> _REQUIREMENT_: Within the records below, reproduce without change the lines from the line that has "Target: yellow stucco building" through the line that has "Target: stone monolith", and only those.
RECORDS SUPPLIED Start Marker
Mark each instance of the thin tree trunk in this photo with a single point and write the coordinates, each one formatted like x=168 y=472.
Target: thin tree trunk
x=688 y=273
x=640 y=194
RECORDS SUPPLIED End Marker
RECORDS SUPPLIED Start Marker
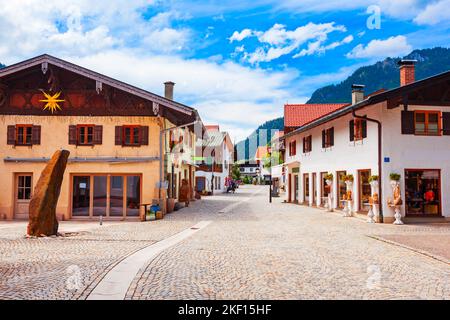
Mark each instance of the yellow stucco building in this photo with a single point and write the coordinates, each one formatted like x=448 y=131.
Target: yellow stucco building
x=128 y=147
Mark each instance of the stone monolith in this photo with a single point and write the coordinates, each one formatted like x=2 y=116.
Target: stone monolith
RECORDS SUPPLIED End Marker
RECORDS SUPPLIED Start Marker
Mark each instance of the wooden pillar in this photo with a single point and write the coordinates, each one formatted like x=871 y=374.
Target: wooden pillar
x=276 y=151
RECORDS SUPPLIED End Marker
> _RESPONSE TO THE EXERCISE_:
Target: yellow stucco building
x=128 y=147
Mark each instance of the stone monolith in this photo with a single point and write the coordinates, each one formatted like x=2 y=116.
Target: stone monolith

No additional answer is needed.